-- START OF TEXT EXCERPT --

Bringing the Old Girl Back to Life – The Bertha’s Revenge Story
The craft industry has never been stronger and many large companies are jumping on the bandwagon with their versions of “artisanal” products. It can be difficult for new consumers to tell the difference between masquerading, mass produced drinks and authentic small batch products but the distinction has never been more important as the Irish market becomes increasingly discerning and demanding when it comes to small scale and local production.
One such operation is Ballyvolane Spirits in Cork where Antony Jackson and Justin Green create Bertha’s Revenge, the milk gin that is fast becoming a favourite among critics and consumers alike. Justin’s family own and operate Ballyvolane House as a luxury country guest house and it provides an assortment of activities for guests including fishing, glamping, manicured gardens and the adjacent farm. The family wanted to expand and diversify their operations further but had no interest in turning into a large soulless facility. Antony explains that their options were limited because of space, “they wanted to retain the features and keep it as a family home so they were looking at ways of adding to the business and keeping the fabric of Ballyvolane intact”.
The idea of a small scale food or drink product seemed ideal for the Green family and as Justin pondered his new project, the idea of gin kept coming back to him. Friends from their school days, Justin and Antony started discussing the possible venture. Antony’s background in wine gave them an idea about the drinks business and they started from there. To get a deeper insight to the industry they went to London in October 2014 where they immersed themselves in the drinks scene. “It was that trip that really galvanised us. The cocktail culture over there is extraordinary, for gin and cocktails in particular, and it was amazing just to discover the passion that people have; both consumers and producers and people in the trade.”

-- END OF TEXT EXCERPT --
-- START OF ENTRIES SHOWN --

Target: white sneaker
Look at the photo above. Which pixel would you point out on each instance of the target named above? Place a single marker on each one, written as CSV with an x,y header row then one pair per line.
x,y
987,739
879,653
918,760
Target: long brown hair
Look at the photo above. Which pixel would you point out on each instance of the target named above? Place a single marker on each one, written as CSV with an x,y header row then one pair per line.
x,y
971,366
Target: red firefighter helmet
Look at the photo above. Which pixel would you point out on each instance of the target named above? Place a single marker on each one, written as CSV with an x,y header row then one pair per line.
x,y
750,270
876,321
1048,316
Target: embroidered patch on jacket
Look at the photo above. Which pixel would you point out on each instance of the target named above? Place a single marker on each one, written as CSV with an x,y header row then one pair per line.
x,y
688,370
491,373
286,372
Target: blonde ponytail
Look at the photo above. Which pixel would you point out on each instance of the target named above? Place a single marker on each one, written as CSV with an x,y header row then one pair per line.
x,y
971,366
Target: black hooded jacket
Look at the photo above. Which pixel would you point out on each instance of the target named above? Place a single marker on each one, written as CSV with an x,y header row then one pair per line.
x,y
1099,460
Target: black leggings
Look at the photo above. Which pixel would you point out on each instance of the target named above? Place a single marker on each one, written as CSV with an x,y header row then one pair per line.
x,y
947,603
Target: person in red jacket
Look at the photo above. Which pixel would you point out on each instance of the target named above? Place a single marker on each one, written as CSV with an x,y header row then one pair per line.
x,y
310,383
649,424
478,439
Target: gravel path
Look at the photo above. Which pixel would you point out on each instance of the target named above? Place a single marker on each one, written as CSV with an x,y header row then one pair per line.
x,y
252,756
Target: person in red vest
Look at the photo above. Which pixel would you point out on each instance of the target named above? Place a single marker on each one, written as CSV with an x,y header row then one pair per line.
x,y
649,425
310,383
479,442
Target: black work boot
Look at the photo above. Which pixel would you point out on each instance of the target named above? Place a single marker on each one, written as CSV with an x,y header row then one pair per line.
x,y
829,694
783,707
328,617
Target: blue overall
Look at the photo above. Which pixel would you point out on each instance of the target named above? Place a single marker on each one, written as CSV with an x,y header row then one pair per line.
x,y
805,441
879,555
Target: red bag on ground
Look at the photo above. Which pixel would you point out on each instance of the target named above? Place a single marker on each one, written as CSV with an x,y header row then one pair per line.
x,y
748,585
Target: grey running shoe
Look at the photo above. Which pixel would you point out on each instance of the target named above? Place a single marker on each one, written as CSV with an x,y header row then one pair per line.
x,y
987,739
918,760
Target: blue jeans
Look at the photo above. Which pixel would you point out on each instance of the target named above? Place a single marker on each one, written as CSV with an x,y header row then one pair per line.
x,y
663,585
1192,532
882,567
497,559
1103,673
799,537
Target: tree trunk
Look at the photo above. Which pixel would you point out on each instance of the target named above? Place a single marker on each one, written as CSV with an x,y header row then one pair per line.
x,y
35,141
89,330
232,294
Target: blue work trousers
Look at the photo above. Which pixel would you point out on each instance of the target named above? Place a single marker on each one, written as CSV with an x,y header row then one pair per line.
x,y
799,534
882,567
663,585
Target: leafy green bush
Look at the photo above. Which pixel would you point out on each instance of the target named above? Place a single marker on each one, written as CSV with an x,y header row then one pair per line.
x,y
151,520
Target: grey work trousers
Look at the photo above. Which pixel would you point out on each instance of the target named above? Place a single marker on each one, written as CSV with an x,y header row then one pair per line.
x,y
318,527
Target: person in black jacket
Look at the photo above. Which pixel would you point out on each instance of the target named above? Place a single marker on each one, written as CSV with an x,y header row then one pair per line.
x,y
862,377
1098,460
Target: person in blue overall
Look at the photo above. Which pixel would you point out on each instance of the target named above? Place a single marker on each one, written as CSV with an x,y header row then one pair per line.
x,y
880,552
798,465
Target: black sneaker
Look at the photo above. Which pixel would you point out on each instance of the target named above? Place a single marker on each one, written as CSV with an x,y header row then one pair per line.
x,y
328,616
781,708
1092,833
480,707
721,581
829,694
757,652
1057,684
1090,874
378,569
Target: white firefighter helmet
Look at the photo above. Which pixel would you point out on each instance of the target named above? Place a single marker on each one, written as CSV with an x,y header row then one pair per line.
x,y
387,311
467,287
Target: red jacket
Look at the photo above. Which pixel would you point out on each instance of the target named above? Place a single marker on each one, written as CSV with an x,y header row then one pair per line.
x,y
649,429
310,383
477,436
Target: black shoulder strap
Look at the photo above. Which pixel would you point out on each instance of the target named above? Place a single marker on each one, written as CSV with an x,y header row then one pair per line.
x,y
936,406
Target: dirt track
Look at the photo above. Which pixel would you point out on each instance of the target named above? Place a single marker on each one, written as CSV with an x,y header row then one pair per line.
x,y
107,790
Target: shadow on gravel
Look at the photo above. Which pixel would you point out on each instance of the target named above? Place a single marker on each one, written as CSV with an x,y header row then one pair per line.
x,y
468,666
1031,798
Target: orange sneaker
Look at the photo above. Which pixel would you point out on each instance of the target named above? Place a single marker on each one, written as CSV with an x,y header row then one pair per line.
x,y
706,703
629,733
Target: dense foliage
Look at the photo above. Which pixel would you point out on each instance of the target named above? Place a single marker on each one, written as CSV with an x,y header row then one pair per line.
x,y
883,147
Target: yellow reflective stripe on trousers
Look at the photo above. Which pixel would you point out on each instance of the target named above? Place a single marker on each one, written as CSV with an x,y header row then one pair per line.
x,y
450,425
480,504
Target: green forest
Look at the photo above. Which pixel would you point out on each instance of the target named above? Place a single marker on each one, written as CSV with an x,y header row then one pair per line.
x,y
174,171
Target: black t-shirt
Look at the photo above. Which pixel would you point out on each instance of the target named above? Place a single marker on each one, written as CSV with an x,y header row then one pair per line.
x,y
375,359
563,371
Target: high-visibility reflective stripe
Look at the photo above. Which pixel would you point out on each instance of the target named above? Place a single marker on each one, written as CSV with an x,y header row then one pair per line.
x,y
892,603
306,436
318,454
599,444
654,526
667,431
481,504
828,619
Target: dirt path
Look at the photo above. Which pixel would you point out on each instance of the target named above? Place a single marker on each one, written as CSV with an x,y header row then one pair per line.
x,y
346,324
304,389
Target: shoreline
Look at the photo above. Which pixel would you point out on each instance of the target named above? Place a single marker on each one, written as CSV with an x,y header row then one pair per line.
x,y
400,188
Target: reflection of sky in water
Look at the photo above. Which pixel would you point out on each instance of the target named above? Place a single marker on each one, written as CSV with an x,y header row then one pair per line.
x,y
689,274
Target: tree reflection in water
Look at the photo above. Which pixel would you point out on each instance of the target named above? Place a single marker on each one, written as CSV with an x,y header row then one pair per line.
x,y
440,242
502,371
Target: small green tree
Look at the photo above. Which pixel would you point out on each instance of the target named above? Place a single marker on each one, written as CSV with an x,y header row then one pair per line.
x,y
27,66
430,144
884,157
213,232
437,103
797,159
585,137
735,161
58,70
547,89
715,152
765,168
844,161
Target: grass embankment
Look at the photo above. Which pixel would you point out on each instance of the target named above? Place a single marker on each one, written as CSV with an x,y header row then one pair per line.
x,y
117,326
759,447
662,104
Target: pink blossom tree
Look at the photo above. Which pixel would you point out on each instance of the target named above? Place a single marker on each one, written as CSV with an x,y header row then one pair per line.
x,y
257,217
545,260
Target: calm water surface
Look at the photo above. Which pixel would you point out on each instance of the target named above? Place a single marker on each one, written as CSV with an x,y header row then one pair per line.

-- END OF ENTRIES SHOWN --

EXERCISES:
a. Summarize the Bertha's Revenge story in two sentences.
b. Revise the Bertha's Revenge story starting at "Bringing the Old" and ending at "and local production.", changing "bandwagon" to "trend".

THE SOLUTIONS:
a. Antony Jackson and Justin Green of Ballyvolane Spirits in Cork make Bertha's Revenge, a milk gin that is fast becoming a favorite among critics and consumers. Looking for a small-scale way to diversify Ballyvolane House without turning it into a large soulless facility, the two school friends settled on gin and were galvanized by an October 2014 trip to London's drinks scene.

b.
Bringing the Old Girl Back to Life – The Bertha’s Revenge Story
The craft industry has never been stronger and many large companies are jumping on the trend with their versions of “artisanal” products. It can be difficult for new consumers to tell the difference between masquerading, mass produced drinks and authentic small batch products but the distinction has never been more important as the Irish market becomes increasingly discerning and demanding when it comes to small scale and local production.